| 提示文 |
········

胃痛や下痢が続く?ストレス性胃腸炎の代表的な症状と対処法を解説
「ストレスを感じるとお腹が痛くなる」「胃がムカムカして食欲がない」――そんな経験はありませんか? 実は、精神的なストレスが胃や腸に直接影響を及ぼすことがあります。それが「ストレス性胃腸炎」です。 この病気は、目に見える炎症やウイルス感染がなくても症状が現れる「機能性消化管障害」の一種であり、現代社会で増加傾向にあります。
この記事では、ストレス性胃腸炎の代表的な症状とされる「機能性ディスペプシア(FD)」と「過敏性腸症候群(IBS)」について詳しく解説します。 あなたの胃腸の不調がストレスと関係しているのか、理解を深めるきっかけになるでしょう。
ストレス性胃腸炎の代表的な症状
ストレス性胃腸炎は精神的ストレスによって引き起こされる胃腸障害で、「機能性消化管障害」の一つとされています。 食物や病原菌、ウイルスなどが原因となる一般的な胃腸炎に対し、機能性消化管障害は「明らかな疾患がないのにもかかわらず慢性的に胃腸の症状をきたす疾患」であり「腹部症状や徴候があるのにその原因が不明である疾患」です[1]。
このように特定の原因が見当たらない疾患の場合、ストレスが症状のきっかけになっているケースが少なくありません。 また一般的な胃腸炎で腸内環境が崩れた結果、神経的な制御が影響を受けて(制御力が乱れて)ストレス性の胃腸炎につながることもあります。
なおストレス性胃腸炎は、主に胃の症状を中心とする「機能性ディスペプシア(FD)」と、腸の症状を中心とする「過敏性腸症候群(IBS)」に分けられます。
機能性ディスペプシア(FD)の症状
明らかな原因が見当たらないのに胃が痛んだり不快感を感じたりする場合、機能性ディスペプシア(FDの可能性が考えられるでしょう。 具体的な症状としては以下のようなものが挙げられます。
- 吐き気
- 嘔吐
- 胃もたれ
- 食欲不振
- 胃酸過多
どのような症状が現れるかは人それぞれです。 ただし「心窩部痛(みぞおちが痛い)」「心窩部灼熱感(みぞおちが焼ける)」「食後膨満感(食後に胃がもたれる)」「早期膨満感(すぐに満腹になる)」の四つの症状のうち、どれか一つ以上の症状が6カ月以上前に発症して、慢性的に続く(目安として3カ月以上)場合は機能性ディスペプシア(FD)と診断されます[2]。
過敏性腸症候群(IBS)の症状
明らかな原因はないのにおなかの痛みや不快感があり、便秘や下痢を伴う場合は過敏性腸症候群(IBS)が疑われます。 具体的には最近の3カ月間で、以下のうち一つか二つ以上の項目に当てはまる腹痛が週に平均1回以上続く場合、過敏性腸症候群(IBS)です。
- 排便と関連する
- 排便頻度の変化と関連する
- 便の形状の変化と関連する
なお便の形状により、過敏性腸症候群(IBS)IBSは以下の四つに分類されます [3] 。

········

| データ抜粋 |
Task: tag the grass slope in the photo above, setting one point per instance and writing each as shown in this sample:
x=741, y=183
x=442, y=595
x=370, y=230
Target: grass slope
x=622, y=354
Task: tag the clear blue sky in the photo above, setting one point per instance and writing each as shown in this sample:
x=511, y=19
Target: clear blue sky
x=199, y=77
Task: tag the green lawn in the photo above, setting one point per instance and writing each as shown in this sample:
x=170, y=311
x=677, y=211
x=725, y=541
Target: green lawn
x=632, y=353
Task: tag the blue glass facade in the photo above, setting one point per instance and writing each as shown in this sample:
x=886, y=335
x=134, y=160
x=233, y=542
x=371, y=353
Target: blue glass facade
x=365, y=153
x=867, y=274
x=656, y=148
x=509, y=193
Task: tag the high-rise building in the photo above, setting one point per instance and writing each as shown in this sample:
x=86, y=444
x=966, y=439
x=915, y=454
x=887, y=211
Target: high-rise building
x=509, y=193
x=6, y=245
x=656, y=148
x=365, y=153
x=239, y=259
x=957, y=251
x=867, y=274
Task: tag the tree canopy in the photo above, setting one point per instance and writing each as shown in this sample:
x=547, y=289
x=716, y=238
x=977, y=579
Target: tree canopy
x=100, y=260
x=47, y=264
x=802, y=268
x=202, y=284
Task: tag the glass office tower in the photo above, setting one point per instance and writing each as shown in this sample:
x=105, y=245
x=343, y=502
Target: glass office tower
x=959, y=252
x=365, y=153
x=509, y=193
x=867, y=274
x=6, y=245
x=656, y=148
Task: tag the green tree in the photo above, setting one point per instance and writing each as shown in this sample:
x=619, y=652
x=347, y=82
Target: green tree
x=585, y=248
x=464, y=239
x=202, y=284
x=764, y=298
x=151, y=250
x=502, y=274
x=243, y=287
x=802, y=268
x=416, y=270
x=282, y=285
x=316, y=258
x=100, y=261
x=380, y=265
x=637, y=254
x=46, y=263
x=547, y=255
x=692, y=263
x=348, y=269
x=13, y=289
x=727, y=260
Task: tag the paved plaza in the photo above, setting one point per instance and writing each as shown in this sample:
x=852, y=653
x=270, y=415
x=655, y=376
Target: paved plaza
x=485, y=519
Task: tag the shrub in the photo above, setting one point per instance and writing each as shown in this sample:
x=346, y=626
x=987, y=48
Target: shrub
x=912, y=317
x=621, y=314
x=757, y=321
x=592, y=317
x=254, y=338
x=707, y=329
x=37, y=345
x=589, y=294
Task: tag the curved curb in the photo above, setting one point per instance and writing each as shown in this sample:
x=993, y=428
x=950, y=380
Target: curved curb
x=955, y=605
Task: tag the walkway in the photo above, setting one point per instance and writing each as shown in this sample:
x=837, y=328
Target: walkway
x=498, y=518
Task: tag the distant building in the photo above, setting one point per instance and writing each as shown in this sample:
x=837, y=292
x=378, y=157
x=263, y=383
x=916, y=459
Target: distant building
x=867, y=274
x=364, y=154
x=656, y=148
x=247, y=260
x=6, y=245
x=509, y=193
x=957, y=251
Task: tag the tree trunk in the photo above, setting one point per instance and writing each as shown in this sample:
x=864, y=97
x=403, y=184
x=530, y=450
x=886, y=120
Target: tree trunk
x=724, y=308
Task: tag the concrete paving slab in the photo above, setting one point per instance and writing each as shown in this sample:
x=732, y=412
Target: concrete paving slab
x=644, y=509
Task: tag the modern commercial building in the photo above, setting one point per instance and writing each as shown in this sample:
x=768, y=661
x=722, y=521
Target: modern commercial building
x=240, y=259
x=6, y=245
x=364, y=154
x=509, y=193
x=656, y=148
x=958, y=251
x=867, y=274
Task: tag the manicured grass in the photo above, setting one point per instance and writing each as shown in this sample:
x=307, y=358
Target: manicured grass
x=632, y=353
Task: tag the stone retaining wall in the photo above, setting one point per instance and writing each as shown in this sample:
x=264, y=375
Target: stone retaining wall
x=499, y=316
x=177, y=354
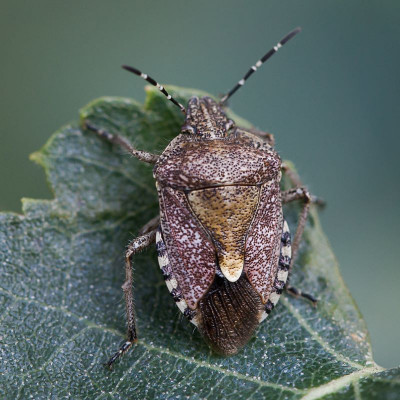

········

| 課題の内容 |
提示文から、「このように特定の原因が見当た」で始まり「敏性腸症候群(IBS)です。」で終わる部分を、終わりの語句も含めて一字一句変えずに抜き出しなさい。 データは提示文とは別個の資料です。

| 解答と解説 |
このように特定の原因が見当たらない疾患の場合、ストレスが症状のきっかけになっているケースが少なくありません。 また一般的な胃腸炎で腸内環境が崩れた結果、神経的な制御が影響を受けて(制御力が乱れて)ストレス性の胃腸炎につながることもあります。
なおストレス性胃腸炎は、主に胃の症状を中心とする「機能性ディスペプシア(FD)」と、腸の症状を中心とする「過敏性腸症候群(IBS)」に分けられます。
機能性ディスペプシア(FD)の症状
明らかな原因が見当たらないのに胃が痛んだり不快感を感じたりする場合、機能性ディスペプシア(FDの可能性が考えられるでしょう。 具体的な症状としては以下のようなものが挙げられます。
- 吐き気
- 嘔吐
- 胃もたれ
- 食欲不振
- 胃酸過多
どのような症状が現れるかは人それぞれです。 ただし「心窩部痛(みぞおちが痛い)」「心窩部灼熱感(みぞおちが焼ける)」「食後膨満感(食後に胃がもたれる)」「早期膨満感(すぐに満腹になる)」の四つの症状のうち、どれか一つ以上の症状が6カ月以上前に発症して、慢性的に続く(目安として3カ月以上)場合は機能性ディスペプシア(FD)と診断されます[2]。
過敏性腸症候群(IBS)の症状
明らかな原因はないのにおなかの痛みや不快感があり、便秘や下痢を伴う場合は過敏性腸症候群(IBS)が疑われます。 具体的には最近の3カ月間で、以下のうち一つか二つ以上の項目に当てはまる腹痛が週に平均1回以上続く場合、過敏性腸症候群(IBS)です。